#### [Short problem]
Print every one of the following lines word for word, without adding, dropping, or changing anything.

********************

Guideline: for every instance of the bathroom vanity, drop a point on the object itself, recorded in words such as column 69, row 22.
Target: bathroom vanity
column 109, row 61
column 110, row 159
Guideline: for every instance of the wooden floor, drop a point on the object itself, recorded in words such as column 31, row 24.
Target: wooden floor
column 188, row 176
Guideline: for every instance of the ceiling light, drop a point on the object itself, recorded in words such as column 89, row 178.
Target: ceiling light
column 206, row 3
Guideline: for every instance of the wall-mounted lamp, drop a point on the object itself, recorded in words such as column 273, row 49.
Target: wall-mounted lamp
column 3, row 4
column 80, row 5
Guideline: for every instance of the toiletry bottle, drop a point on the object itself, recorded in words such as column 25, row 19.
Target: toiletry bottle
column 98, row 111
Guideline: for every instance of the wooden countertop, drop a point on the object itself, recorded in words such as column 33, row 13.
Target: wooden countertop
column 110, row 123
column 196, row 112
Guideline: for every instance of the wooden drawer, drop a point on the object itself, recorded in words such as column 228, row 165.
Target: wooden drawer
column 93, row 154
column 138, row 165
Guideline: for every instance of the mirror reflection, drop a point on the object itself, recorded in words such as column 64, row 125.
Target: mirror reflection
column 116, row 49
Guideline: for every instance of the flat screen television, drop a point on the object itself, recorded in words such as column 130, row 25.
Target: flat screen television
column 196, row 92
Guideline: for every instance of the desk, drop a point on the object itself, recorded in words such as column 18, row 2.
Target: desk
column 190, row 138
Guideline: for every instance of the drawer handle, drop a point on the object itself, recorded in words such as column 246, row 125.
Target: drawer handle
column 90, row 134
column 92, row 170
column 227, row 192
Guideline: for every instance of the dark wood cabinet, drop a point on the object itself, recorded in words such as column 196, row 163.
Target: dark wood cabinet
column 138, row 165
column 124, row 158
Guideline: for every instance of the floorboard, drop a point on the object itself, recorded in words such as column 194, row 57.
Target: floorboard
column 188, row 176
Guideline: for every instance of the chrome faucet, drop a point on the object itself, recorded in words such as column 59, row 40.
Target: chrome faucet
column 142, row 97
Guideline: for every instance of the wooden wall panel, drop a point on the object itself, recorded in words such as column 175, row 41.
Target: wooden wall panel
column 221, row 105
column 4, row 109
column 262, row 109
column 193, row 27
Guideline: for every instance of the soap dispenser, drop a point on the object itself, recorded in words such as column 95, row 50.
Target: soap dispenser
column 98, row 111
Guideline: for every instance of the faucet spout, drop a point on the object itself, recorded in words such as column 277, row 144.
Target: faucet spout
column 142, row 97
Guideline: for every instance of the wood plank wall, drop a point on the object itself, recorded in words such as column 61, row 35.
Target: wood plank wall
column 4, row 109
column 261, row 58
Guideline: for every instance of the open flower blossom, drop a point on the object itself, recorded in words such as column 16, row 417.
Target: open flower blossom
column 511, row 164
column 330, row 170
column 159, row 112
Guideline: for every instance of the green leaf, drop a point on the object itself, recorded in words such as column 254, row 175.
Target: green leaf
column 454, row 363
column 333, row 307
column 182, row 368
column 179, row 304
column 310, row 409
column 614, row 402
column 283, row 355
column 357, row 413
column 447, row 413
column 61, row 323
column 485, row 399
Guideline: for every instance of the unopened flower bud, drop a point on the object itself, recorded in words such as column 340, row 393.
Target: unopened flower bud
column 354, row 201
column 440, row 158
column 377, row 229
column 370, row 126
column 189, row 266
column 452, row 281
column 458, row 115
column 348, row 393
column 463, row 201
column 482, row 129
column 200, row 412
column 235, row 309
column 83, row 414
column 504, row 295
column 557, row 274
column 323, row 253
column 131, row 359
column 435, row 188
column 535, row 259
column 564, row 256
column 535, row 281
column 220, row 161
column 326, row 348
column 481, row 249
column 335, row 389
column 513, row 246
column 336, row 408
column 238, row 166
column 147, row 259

********************

#### [Solution to this problem]
Guideline: for every instance of the bathroom vanity, drop a point on the object itself, recorded in words such as column 69, row 22.
Target: bathroom vanity
column 109, row 61
column 110, row 159
Guideline: for every instance of the wooden floor, drop a point on the object itself, recorded in words such as column 31, row 24.
Target: wooden floor
column 188, row 176
Guideline: for every instance of the ceiling light, drop a point on the object itself, recorded in words such as column 89, row 178.
Target: ceiling light
column 206, row 3
Guideline: for every instance of the wall-mounted lamp, drop a point on the object itself, recorded in words such as column 273, row 49.
Target: wall-mounted lamp
column 3, row 4
column 80, row 5
Guideline: for every instance of the toiletry bottle, drop a point on the object itself, recorded in words such as column 25, row 19.
Target: toiletry bottle
column 98, row 111
Guideline: for every instance of the wooden countertop, drop a point on the object itself, recorded in words such as column 33, row 13.
Target: wooden countertop
column 110, row 123
column 196, row 112
Guideline: for every instance of the wooden drawer, drop a point on the object itself, recorded in words such as column 228, row 165.
Target: wooden drawer
column 93, row 154
column 138, row 165
Guideline: for every instance of the mirror reflection, drop a point on the object itself, recorded in words such as column 64, row 125.
Target: mirror reflection
column 116, row 49
Guideline: for every instance of the flat screen television, drop a point on the object itself, recorded in words such as column 130, row 25.
Target: flat screen television
column 196, row 92
Guideline: for every instance of the desk, drop a point on the object itself, recorded in words such as column 18, row 2.
Target: desk
column 190, row 138
Guideline: for every instance of the drawer handle, drop a point on the object itself, recorded in words such as column 246, row 125.
Target: drawer handle
column 90, row 134
column 92, row 170
column 227, row 192
Guideline: for every instance of the dark wood cabinet, drop a point on the object itself, recorded in words such as column 196, row 163.
Target: dark wood cabinet
column 138, row 165
column 124, row 158
Guideline: for every instance of the floorboard, drop a point on the object itself, recorded in words such as column 194, row 57.
Target: floorboard
column 188, row 176
Guideline: for every instance of the chrome faucet, drop a point on the object itself, recorded in words such as column 59, row 40.
Target: chrome faucet
column 142, row 97
Guideline: for every instance of the wooden wall panel, drop a point on the object itself, recorded in words such as column 175, row 41.
Target: wooden wall panel
column 221, row 105
column 4, row 109
column 262, row 109
column 193, row 27
Guideline: for every instance of the soap dispenser, drop a point on the object itself, recorded in words such as column 95, row 50.
Target: soap dispenser
column 98, row 111
Guideline: for every instance of the faucet spout, drop a point on the object itself, recorded in words such as column 277, row 144.
Target: faucet spout
column 142, row 97
Guideline: for every instance of the wood plank wall, drop a point on the object itself, recorded in words such as column 61, row 35.
Target: wood plank wall
column 4, row 109
column 261, row 58
Guideline: for every instance of the open flower blossom, drop a point on the object itself, recorded in words such as column 16, row 417.
Target: open flower blossom
column 511, row 164
column 330, row 170
column 159, row 112
Guideline: for every instance of the green leaf, drop a point on the object itself, recorded in words such as column 254, row 175.
Target: green leaf
column 454, row 363
column 333, row 307
column 182, row 368
column 179, row 304
column 310, row 409
column 614, row 402
column 283, row 355
column 357, row 413
column 447, row 413
column 61, row 323
column 485, row 399
Guideline: for every instance of the unopened flower bud, drop a point on the object itself, recorded in words such as column 340, row 393.
Target: unopened flower bud
column 354, row 201
column 440, row 158
column 377, row 229
column 370, row 126
column 189, row 266
column 452, row 281
column 458, row 115
column 348, row 393
column 463, row 201
column 482, row 129
column 200, row 412
column 235, row 309
column 83, row 414
column 504, row 295
column 557, row 274
column 323, row 253
column 131, row 359
column 435, row 188
column 535, row 259
column 564, row 256
column 535, row 281
column 220, row 161
column 326, row 348
column 481, row 249
column 335, row 389
column 513, row 246
column 336, row 408
column 238, row 166
column 147, row 259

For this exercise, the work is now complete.